# Problem requirements
State whether each statement agrees with the page extract on developing with an AI pair, giving yes or no and quoting the exact words of the extract that decide it.
1. The AI reads the standing-rules file at the start of a session.
2. Session hooks write to the session ledger only when a session ends.
3. The geocoder bug came from a location-resolution fallback that was too cautious.

# Page extract
Developing With an AI Pair — Without the Chaos
The primary development interface is Claude Code, the terminal-based AI coding agent. Making that productive rather than chaotic required treating the AI like a new senior hire who has amnesia between sessions: brilliant, fast, and in desperate need of process.
Three mechanisms do the heavy lifting:
A standing-rules file. A CLAUDE.md in the repo encodes every convention: where constants live, how patches are applied, which lint rules are non-negotiable, which scripts to use for which task. The AI reads it at session start. Rules that would otherwise be re-explained every session are written down once.
Recon before action. Every session opens with a read-only reconnaissance pass — inspect the actual current state of the files involved before planning anything. This rule exists because of two memorable "phantom bugs": defects described in a handoff note that, on systematic inspection, turned out not to exist in the code at all. The AI had been about to fix bugs that weren't there. Verify, then patch. Reads and writes never share a step.
A session ledger in Postgres. Context doesn't survive between AI sessions, so a small dedicated database records what each numbered session did: what shipped, what's parked, what's known-broken. Session hooks write to it automatically at start and end. It replaced an earlier system of markdown handoff files, which had a fatal flaw — stale notes. The ledger once carried forward a report of 1,186 unresolved payment errors that an API check revealed had all been resolved weeks earlier. Structured, queryable state beats prose that nobody re-validates.
The meta-lesson: AI-assisted development doesn't reduce the need for engineering discipline. It increases it, because the discipline is now the only thing standing between you and a very fast generator of plausible-looking mistakes.
Bugs Worth Remembering
A few production bugs that earned their place in the ledger:
The geocoder that moved Hamburg to New York. A location-resolution fallback was too eager, and ambiguous city names resolved to the wrong continent. Market analysis for the wrong hemisphere is worse than an error message.

# Exercise data
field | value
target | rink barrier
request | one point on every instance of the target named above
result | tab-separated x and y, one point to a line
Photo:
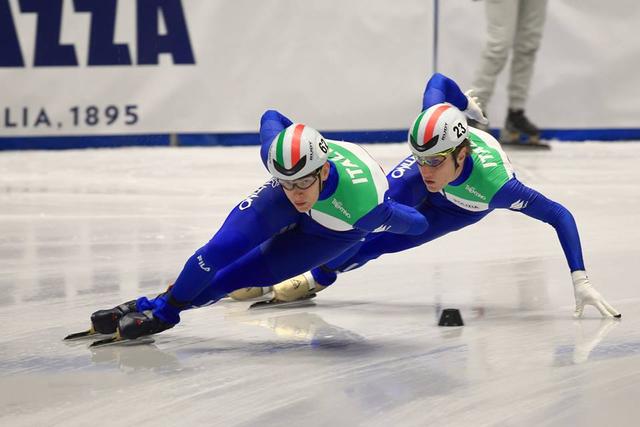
239	139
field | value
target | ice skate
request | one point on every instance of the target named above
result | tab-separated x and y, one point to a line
105	321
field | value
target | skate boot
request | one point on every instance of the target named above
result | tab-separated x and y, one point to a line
253	293
139	324
297	289
106	321
519	130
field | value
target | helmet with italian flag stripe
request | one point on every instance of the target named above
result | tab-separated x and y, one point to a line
296	152
439	128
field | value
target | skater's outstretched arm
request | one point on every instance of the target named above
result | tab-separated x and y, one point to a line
518	197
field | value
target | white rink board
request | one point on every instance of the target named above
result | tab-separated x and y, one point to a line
81	230
356	65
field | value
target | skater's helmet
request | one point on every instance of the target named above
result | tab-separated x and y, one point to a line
296	152
437	129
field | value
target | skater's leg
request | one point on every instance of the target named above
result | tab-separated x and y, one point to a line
262	215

# Task solution
1. Yes: "The AI reads it at session start."
2. No: "Session hooks write to it automatically at start and end."
3. No: "A location-resolution fallback was too eager"